Work request | Your task is to copy every line of this material exactly.
= = = = = = =
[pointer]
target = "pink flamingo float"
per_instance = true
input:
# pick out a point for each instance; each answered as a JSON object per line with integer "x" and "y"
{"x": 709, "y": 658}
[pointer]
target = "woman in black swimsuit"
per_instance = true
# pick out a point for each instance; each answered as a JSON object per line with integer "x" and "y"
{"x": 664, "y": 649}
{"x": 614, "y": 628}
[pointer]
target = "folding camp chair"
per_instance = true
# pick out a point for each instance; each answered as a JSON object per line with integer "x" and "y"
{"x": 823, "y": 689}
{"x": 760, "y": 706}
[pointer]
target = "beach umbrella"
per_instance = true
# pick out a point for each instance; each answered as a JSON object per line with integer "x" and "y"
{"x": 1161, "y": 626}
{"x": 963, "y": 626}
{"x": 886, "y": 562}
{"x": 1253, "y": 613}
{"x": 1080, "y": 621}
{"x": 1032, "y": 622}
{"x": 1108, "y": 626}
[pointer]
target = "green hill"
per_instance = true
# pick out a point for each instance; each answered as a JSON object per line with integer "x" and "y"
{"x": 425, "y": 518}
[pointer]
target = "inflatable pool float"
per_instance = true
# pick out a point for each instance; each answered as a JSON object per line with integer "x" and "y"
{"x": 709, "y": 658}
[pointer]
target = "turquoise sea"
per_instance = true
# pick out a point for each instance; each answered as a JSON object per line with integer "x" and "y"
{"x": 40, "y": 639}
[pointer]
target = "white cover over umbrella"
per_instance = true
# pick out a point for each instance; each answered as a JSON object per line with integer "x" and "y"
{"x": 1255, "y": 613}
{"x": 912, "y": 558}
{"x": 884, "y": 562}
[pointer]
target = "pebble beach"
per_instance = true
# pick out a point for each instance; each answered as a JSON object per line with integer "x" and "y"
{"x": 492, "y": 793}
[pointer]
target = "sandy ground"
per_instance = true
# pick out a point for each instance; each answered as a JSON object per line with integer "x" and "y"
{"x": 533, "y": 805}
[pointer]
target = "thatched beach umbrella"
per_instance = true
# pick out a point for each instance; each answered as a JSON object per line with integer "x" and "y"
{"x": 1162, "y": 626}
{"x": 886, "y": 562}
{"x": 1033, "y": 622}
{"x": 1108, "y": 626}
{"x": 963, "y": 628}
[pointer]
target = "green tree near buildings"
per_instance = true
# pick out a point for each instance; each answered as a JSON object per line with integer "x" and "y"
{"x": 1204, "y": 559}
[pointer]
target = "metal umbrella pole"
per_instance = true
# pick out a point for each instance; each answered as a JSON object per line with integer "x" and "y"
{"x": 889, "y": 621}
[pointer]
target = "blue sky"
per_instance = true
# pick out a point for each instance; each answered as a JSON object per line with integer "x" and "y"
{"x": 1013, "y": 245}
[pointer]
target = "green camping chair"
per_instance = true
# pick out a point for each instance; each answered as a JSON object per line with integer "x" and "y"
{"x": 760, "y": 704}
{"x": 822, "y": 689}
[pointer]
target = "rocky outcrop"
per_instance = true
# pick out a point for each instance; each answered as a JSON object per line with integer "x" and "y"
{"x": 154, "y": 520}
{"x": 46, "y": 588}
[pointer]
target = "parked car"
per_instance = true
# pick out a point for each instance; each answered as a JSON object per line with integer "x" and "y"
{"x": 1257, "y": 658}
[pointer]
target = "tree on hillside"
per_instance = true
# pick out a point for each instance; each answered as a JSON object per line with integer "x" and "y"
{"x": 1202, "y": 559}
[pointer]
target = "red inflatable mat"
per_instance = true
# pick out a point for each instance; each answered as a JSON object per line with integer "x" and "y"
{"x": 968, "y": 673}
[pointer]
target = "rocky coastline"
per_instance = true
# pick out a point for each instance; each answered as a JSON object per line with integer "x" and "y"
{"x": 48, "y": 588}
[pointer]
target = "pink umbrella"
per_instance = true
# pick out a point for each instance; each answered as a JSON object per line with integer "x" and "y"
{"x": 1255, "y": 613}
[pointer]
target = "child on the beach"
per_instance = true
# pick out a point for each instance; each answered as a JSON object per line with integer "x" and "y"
= = = = = = =
Task answer |
[pointer]
target = "pink flamingo float"
per_instance = true
input:
# pick out a point for each instance; each answered as a JSON object per line with integer "x" and "y"
{"x": 709, "y": 658}
[pointer]
target = "woman in black swimsuit"
per_instance = true
# pick out a point for each instance; each answered as a JSON object per line with integer "x" and "y"
{"x": 664, "y": 649}
{"x": 614, "y": 628}
[pointer]
target = "folding camp chair"
per_instance = true
# pick out a point for each instance; each answered as a JSON object per line with integer "x" and "y"
{"x": 823, "y": 689}
{"x": 760, "y": 706}
[pointer]
target = "beach umbrella"
per_instance = true
# pick out a point for each instance; each answered as a JSON object per line with integer "x" and "y"
{"x": 1161, "y": 626}
{"x": 963, "y": 626}
{"x": 886, "y": 562}
{"x": 1253, "y": 613}
{"x": 1080, "y": 621}
{"x": 1032, "y": 622}
{"x": 1108, "y": 626}
[pointer]
target = "green hill"
per_instance = true
# pick out a point for each instance; each answered as a JSON object per line with integer "x" and "y"
{"x": 425, "y": 518}
[pointer]
target = "inflatable pool float"
per_instance = true
# pick out a point for each instance; each answered as a JSON object per line with integer "x" and "y"
{"x": 709, "y": 658}
[pointer]
target = "turquoise sea"
per_instance = true
# pick out a point for each instance; each answered as a JSON object per line with integer "x" and "y"
{"x": 40, "y": 639}
[pointer]
target = "white cover over umbrella"
per_instance = true
# pick out a point for each instance; each answered as a JSON object per line with integer "x" and "y"
{"x": 1255, "y": 613}
{"x": 912, "y": 558}
{"x": 884, "y": 562}
[pointer]
target = "pebble beach"
per_instance = true
# pick out a point for each instance; each answered as a JSON object per line with integer "x" and "y"
{"x": 492, "y": 793}
[pointer]
target = "sandy ground"
per_instance = true
# pick out a point for each instance; each answered as a JSON object per line with integer "x" and "y"
{"x": 533, "y": 805}
[pointer]
target = "thatched beach umbrella"
per_instance = true
# pick out a point for each instance; each answered as a JSON object per line with integer "x" and "y"
{"x": 1162, "y": 626}
{"x": 886, "y": 562}
{"x": 1033, "y": 622}
{"x": 1108, "y": 626}
{"x": 963, "y": 628}
[pointer]
target = "green tree near buildings"
per_instance = true
# pick out a point for each instance; each answered as a JSON object per line with integer "x" and "y"
{"x": 1204, "y": 559}
[pointer]
target = "metal umbrella pole"
per_instance = true
# pick out a point for each instance; each answered as a JSON object per line with integer "x" and "y"
{"x": 889, "y": 621}
[pointer]
target = "blue sky"
per_instance = true
# pick out a point for each instance; each answered as a JSON object per line with integer "x" and "y"
{"x": 1013, "y": 245}
[pointer]
target = "green camping chair"
per_instance = true
# pick out a point for each instance; each answered as a JSON object per line with integer "x" and "y"
{"x": 760, "y": 704}
{"x": 822, "y": 689}
[pointer]
target = "rocky outcrop"
per_instance = true
# pick out a point for each instance; each answered as a JSON object per line with integer "x" and "y"
{"x": 154, "y": 520}
{"x": 46, "y": 588}
[pointer]
target = "parked car"
per_instance = true
# pick out a point for each instance; each answered as a JSON object per line with integer "x" and "y"
{"x": 1257, "y": 658}
[pointer]
target = "tree on hillside"
per_instance = true
# pick out a point for each instance; each answered as a JSON object per line with integer "x" and "y"
{"x": 1202, "y": 559}
[pointer]
target = "red inflatable mat"
per_instance = true
# pick out a point for each instance; each answered as a JSON object per line with integer "x" and "y"
{"x": 968, "y": 673}
[pointer]
target = "rocky coastline"
per_instance = true
# pick out a point for each instance; each answered as a JSON object per line with integer "x" and "y"
{"x": 48, "y": 588}
[pointer]
target = "pink umbrella"
per_instance = true
# pick out a point for each instance; each answered as a JSON object per line with integer "x" and "y"
{"x": 1255, "y": 613}
[pointer]
target = "child on the beach"
per_instance = true
# pick out a point for each instance; each answered as a JSON object per line with integer "x" and "y"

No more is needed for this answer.